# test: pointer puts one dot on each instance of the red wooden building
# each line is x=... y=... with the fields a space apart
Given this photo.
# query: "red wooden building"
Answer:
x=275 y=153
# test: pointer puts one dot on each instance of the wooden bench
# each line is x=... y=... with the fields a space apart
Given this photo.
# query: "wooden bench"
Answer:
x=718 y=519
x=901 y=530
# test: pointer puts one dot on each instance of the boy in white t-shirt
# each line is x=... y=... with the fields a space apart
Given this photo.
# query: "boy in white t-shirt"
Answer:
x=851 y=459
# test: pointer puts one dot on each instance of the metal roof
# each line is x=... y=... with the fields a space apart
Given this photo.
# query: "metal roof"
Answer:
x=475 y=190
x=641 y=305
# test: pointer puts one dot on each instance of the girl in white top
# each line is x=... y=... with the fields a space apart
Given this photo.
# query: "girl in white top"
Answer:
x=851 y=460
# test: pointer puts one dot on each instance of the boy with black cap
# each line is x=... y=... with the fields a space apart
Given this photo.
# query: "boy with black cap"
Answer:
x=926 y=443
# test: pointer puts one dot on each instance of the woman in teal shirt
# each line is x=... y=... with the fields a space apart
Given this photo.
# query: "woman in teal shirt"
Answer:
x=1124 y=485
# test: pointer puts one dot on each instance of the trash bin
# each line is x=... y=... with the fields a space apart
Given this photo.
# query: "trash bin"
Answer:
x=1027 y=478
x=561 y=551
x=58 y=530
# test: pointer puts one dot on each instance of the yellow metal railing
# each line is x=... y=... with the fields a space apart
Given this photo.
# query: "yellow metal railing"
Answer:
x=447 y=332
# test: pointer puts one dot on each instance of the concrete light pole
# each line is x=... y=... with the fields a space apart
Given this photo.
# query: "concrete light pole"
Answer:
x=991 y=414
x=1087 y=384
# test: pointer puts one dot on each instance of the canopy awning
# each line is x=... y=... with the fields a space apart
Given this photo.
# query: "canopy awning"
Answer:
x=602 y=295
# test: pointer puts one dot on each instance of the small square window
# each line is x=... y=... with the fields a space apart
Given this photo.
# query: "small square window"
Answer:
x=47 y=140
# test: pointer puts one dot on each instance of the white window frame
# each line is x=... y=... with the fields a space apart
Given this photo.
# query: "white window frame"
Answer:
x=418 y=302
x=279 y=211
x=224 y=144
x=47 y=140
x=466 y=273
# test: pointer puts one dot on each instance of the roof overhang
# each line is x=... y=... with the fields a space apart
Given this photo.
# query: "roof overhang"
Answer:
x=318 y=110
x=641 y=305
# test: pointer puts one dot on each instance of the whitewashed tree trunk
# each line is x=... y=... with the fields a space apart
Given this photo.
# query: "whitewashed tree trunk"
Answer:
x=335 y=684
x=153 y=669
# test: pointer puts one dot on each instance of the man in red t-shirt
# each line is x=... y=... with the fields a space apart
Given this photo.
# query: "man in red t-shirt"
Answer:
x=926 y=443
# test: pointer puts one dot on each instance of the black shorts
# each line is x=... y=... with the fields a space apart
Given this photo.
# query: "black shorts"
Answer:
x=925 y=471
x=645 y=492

★ ★ ★ ★ ★ ★ ★

Taking the records above as input, show every line in which the word "teal" is present.

# test: pointer puts one dot on each instance of the woman in teal shirt
# query: "woman in teal shirt"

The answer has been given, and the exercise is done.